Items from a dataset
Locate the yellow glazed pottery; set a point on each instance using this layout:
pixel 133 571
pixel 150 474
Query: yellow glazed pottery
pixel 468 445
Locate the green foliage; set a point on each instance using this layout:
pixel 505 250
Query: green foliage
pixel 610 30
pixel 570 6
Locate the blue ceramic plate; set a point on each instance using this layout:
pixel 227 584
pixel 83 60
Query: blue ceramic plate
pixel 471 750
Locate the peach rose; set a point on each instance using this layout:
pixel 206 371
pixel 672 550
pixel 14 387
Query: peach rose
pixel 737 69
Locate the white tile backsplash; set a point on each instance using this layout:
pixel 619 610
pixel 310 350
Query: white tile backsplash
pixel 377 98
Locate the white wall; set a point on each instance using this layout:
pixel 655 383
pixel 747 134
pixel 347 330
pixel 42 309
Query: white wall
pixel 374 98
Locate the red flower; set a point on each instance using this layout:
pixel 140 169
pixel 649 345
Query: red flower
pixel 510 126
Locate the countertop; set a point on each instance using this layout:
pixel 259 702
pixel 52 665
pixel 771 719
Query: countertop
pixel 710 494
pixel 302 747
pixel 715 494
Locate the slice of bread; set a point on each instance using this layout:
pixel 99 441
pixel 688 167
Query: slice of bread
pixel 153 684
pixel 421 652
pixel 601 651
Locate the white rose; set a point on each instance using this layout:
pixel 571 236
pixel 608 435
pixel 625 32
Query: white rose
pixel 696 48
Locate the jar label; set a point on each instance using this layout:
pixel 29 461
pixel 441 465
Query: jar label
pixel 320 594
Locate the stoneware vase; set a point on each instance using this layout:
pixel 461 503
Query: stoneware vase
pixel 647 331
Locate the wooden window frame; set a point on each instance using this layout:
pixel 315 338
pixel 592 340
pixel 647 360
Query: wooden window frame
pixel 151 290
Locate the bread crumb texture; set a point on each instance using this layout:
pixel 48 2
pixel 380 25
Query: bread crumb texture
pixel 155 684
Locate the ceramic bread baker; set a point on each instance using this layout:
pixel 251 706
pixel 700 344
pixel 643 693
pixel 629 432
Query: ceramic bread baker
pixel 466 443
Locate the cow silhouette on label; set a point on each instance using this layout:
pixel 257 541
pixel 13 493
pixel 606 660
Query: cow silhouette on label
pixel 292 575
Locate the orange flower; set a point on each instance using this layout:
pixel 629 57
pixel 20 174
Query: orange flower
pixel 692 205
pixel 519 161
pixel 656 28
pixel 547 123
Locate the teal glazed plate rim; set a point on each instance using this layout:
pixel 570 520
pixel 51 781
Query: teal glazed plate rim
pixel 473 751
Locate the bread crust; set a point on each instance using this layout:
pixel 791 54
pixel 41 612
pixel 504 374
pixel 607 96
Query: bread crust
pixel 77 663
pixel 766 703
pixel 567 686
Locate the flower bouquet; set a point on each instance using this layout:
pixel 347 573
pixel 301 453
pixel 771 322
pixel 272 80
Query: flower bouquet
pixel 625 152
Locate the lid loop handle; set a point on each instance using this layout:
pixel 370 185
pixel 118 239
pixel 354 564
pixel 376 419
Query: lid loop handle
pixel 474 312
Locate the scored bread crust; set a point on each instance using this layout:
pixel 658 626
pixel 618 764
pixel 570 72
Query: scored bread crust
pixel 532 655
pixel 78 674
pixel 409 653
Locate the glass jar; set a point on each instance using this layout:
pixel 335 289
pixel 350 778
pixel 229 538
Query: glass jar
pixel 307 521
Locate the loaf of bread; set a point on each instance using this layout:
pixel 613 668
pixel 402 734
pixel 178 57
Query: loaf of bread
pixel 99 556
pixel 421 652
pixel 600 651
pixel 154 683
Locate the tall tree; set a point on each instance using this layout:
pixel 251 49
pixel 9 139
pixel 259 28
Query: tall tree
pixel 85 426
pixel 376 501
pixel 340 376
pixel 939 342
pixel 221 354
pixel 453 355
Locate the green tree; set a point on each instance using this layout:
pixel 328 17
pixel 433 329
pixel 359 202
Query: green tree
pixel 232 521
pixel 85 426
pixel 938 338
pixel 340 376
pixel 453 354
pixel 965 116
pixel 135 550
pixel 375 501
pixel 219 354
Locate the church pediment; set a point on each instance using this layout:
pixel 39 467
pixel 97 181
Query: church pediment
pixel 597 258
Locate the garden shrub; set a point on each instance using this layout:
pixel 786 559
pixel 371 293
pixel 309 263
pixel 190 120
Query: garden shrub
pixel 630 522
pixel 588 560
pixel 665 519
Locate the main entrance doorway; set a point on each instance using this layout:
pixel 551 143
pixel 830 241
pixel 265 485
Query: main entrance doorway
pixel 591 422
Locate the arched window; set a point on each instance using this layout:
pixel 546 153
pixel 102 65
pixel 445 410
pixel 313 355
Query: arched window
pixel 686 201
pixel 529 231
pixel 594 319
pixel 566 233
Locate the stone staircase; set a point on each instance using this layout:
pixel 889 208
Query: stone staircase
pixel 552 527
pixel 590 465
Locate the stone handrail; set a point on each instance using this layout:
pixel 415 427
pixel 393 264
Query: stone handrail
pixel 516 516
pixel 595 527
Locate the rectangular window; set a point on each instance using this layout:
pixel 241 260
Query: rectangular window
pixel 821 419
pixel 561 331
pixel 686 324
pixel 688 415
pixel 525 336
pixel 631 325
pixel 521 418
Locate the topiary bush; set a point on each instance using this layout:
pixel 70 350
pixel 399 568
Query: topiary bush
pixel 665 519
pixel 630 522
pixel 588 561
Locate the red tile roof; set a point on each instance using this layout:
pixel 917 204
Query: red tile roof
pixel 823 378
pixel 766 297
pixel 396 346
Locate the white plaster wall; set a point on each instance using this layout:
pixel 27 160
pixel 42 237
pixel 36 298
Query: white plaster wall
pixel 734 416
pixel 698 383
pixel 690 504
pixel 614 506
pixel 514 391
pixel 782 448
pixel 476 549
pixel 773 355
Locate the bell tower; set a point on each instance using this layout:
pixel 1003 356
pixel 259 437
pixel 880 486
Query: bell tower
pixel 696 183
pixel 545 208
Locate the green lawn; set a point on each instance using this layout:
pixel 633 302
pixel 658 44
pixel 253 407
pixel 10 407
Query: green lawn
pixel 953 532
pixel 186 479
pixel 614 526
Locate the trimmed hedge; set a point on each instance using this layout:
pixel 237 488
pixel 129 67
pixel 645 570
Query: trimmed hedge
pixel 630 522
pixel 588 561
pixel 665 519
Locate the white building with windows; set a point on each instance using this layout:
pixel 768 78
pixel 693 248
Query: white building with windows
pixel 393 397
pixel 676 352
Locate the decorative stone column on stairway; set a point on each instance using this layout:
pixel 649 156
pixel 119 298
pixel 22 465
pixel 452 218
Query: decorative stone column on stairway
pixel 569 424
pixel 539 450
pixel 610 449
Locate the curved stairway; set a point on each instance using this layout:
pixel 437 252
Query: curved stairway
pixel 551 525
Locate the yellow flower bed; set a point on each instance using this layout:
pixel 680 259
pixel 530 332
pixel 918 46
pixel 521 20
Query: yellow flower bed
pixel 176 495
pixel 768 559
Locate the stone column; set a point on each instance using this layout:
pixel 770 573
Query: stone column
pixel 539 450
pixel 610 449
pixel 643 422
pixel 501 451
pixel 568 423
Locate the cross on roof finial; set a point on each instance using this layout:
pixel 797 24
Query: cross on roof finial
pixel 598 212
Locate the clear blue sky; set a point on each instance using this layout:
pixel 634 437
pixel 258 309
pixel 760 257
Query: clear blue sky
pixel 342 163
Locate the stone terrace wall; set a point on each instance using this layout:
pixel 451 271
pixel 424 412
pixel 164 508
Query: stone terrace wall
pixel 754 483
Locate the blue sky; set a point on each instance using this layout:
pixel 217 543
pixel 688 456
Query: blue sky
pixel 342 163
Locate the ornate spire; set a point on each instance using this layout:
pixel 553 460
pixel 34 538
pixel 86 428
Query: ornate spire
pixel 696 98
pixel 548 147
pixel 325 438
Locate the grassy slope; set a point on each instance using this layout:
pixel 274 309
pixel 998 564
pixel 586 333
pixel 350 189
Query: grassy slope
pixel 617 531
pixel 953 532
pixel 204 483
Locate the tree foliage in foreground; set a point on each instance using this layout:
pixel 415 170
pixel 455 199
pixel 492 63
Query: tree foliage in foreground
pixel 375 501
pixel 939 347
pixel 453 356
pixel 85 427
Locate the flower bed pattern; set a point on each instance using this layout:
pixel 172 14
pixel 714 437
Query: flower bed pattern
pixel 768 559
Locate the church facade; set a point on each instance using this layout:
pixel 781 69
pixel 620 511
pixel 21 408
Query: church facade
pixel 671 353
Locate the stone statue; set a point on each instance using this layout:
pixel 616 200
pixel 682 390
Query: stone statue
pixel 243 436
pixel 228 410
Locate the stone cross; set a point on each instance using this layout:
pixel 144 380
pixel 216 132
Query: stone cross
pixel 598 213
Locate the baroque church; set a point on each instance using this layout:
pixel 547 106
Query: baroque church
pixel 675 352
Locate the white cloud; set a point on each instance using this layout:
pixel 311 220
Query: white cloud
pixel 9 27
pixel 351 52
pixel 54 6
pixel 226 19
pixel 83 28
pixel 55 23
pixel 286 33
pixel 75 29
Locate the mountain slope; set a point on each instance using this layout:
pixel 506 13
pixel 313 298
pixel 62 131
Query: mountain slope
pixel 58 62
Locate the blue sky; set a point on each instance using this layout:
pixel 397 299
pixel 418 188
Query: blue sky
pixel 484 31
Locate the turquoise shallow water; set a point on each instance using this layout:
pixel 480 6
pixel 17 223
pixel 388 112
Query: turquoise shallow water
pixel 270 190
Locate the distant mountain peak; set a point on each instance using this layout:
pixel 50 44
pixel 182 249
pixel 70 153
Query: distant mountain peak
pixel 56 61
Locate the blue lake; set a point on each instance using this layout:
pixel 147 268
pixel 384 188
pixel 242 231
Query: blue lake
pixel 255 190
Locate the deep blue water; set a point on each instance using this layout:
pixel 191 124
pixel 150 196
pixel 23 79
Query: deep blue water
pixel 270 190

→ **What you have to do**
Rewrite the records from the start through the line that contains "pixel 510 126", replacing "set a point" with "place a marker" and keeping everything else the same.

→ **Solution for this task**
Locate the yellow glazed pottery; place a marker on each instance using this layout:
pixel 133 571
pixel 150 474
Query: yellow glazed pottery
pixel 468 445
Locate the green foliage; place a marker on each instance using this layout:
pixel 505 250
Query: green foliage
pixel 610 30
pixel 570 6
Locate the blue ceramic plate; place a marker on each instance using this layout:
pixel 227 584
pixel 83 60
Query: blue ceramic plate
pixel 471 750
Locate the peach rose; place a marker on each instance using this layout:
pixel 206 371
pixel 672 550
pixel 14 387
Query: peach rose
pixel 737 69
Locate the white tile backsplash; place a marker on each instance using this layout:
pixel 619 610
pixel 310 350
Query: white tile backsplash
pixel 377 98
Locate the white wall; place a marker on each instance using this layout:
pixel 655 383
pixel 747 134
pixel 347 330
pixel 42 309
Query: white wall
pixel 374 98
Locate the red flower; place a marker on each instance using this layout:
pixel 140 169
pixel 649 345
Query: red flower
pixel 510 126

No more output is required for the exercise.